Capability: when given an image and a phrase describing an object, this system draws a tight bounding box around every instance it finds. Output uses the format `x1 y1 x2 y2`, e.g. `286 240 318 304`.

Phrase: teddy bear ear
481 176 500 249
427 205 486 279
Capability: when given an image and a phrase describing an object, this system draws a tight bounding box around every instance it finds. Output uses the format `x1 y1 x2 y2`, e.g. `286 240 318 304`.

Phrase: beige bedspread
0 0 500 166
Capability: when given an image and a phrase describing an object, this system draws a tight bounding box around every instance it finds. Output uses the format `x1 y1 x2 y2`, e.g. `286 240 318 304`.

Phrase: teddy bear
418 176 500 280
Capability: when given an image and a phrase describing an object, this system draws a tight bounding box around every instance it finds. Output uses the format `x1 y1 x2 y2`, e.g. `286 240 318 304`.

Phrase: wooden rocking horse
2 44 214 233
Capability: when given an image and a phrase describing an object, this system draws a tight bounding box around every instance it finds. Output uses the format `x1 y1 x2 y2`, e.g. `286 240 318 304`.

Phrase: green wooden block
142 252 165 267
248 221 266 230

---------------

Could you put every line of the rows above into a single numbered list, leaving out the blank lines?

1. Capability: when given an image and a phrase describing an object, this system draws a tight bounding box around every instance it finds. Output uses the format `x1 y1 x2 y2`, e.g. `286 240 318 304`.
2. Phrase: teddy bear ear
3. 481 176 500 249
4. 427 205 486 279
5. Capability: when given an image and a phrase describing an object, this system draws a tight bounding box around every instance it finds. Output uses the format `x1 y1 x2 y2`, e.g. `286 240 318 304`.
6. Phrase: beige bedspread
7. 0 0 500 166
8. Capability: when given an image and a phrase describing an object, this system draws a tight bounding box around every instance it finds. Output uses the format `x1 y1 x2 y2`, e.g. `286 240 318 304`.
9. Phrase: teddy bear
10. 418 176 500 280
11. Capability: when given an image and a phrase describing an object, this system draws a tight bounding box around every instance it finds. Output uses the format `x1 y1 x2 y2`, e.g. `286 240 318 304`.
12. Phrase: wooden rocking horse
13. 2 44 214 233
14. Capability: when given an image and a phrase describing an object, this system draws a tight bounding box around every instance it finds. Output uses the format `x1 y1 x2 y2`, e.g. `286 240 318 304`.
15. Phrase: green wooden block
16. 142 252 165 267
17. 248 221 266 230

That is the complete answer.